Work instructions: Every line below from the one containing "of the blue" through the one containing "of the eyeglasses?" must be transcribed exactly. Omit all lines outside that stretch.

** Opening Source material block **

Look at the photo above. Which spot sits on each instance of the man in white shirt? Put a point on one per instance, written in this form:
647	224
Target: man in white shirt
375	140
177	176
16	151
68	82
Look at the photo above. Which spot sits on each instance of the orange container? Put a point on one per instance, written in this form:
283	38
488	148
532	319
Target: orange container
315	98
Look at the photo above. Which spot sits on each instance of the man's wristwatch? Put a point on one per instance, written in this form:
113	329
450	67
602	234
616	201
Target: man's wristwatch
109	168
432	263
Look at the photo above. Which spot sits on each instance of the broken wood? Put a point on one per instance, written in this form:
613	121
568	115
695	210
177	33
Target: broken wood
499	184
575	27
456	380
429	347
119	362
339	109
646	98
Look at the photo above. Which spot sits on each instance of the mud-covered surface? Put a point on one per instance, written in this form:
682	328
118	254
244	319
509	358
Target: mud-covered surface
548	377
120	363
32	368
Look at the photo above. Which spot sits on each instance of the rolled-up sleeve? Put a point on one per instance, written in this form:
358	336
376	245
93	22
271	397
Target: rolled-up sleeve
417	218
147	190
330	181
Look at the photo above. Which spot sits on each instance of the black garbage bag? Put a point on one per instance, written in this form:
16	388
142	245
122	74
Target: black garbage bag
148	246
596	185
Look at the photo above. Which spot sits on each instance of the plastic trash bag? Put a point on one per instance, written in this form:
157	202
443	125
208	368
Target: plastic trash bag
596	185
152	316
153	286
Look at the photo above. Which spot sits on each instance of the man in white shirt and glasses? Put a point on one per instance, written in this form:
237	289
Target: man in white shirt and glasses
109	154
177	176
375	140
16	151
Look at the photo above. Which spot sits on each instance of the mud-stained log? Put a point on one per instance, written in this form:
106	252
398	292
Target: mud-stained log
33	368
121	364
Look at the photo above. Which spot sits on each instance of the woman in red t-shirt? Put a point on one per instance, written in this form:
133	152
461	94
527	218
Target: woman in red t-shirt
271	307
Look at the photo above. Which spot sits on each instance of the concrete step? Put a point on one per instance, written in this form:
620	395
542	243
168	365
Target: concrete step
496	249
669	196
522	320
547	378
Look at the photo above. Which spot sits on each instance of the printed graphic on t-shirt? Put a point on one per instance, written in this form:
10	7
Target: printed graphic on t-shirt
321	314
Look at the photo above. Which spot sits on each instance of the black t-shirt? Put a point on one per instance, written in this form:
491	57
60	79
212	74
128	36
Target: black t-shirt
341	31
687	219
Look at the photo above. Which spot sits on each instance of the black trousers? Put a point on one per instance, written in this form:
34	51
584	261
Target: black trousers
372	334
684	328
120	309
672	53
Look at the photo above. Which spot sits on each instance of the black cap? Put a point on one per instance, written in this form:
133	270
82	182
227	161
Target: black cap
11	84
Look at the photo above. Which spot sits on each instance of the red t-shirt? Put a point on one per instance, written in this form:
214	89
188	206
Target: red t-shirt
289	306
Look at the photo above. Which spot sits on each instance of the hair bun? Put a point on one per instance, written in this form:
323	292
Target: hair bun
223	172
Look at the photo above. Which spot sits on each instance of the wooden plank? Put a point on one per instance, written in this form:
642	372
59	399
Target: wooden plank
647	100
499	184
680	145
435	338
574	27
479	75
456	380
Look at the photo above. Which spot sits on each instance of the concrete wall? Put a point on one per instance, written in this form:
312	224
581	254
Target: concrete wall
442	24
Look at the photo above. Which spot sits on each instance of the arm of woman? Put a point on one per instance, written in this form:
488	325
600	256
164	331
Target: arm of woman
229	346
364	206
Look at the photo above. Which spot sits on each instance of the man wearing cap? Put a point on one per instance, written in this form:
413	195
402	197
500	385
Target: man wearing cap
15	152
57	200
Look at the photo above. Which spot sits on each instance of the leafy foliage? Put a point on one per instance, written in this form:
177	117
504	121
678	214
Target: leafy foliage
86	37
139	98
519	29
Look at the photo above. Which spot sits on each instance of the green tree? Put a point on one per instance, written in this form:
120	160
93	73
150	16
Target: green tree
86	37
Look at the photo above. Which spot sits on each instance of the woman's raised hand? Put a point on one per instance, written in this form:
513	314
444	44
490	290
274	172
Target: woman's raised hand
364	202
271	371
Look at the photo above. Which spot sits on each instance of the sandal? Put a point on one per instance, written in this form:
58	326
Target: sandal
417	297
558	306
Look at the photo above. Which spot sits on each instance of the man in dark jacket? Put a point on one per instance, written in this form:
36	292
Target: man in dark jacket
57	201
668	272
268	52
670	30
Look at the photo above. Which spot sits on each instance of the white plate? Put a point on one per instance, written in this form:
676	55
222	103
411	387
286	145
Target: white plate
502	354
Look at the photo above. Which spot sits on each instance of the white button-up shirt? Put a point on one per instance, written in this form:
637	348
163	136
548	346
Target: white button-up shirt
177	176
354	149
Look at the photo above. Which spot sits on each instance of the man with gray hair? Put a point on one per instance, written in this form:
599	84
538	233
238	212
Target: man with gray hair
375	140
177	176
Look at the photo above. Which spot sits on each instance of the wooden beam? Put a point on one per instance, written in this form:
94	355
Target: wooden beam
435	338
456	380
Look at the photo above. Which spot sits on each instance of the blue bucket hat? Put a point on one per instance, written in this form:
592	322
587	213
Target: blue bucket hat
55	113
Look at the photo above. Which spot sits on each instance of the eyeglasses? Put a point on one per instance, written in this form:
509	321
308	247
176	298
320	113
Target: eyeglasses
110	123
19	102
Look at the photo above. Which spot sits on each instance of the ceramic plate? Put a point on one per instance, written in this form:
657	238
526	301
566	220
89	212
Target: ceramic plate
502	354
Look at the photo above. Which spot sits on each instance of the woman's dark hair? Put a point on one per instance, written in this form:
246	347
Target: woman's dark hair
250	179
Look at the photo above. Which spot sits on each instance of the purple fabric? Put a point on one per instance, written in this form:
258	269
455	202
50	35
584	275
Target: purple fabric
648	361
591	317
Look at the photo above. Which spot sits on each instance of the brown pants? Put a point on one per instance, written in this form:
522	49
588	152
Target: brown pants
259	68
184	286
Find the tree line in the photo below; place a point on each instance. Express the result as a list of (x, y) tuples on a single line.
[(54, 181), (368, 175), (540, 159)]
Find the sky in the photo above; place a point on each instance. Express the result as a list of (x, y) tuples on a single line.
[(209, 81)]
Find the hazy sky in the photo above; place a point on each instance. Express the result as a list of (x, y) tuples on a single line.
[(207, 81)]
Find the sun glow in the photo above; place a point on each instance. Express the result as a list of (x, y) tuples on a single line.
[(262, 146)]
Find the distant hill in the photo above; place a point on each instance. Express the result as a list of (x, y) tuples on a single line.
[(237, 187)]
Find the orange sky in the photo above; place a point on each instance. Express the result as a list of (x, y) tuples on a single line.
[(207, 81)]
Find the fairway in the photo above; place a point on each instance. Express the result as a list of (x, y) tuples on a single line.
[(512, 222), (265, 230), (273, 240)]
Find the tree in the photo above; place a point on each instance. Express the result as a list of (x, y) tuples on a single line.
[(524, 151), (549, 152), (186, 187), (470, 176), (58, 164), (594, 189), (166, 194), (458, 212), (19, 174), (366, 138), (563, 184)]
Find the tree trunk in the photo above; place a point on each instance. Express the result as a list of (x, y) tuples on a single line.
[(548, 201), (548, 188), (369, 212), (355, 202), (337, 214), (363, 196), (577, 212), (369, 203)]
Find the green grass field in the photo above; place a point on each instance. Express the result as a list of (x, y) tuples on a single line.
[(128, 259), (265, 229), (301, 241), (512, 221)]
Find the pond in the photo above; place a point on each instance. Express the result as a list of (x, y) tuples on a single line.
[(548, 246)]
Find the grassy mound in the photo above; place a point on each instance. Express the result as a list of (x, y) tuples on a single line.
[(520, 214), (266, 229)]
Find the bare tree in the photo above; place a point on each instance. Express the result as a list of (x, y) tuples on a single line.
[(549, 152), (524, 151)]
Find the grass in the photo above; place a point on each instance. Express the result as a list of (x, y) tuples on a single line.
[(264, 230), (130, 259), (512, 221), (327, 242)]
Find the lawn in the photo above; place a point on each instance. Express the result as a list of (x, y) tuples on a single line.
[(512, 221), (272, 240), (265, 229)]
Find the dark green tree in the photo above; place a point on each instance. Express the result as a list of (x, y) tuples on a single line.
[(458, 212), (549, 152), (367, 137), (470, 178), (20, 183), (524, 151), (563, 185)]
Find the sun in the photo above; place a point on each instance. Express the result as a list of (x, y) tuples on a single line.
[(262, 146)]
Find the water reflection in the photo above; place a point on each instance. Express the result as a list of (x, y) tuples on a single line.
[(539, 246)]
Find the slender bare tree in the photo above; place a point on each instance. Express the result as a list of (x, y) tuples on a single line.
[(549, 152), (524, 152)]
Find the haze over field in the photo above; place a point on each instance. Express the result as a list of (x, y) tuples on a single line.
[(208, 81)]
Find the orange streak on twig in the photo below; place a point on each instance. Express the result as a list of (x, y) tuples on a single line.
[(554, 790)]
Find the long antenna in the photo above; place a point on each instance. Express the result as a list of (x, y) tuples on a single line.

** Closing Source material block **

Answer box:
Look at the photo above. Which spot sits on each instance of the blue bucket hat? Put a point on one per instance, written in this form:
592	322
587	213
Target: blue bucket hat
55	113
Look at the photo above. Which spot sits on each instance of the eyeglasses? Put a point on one per instance, written in this form:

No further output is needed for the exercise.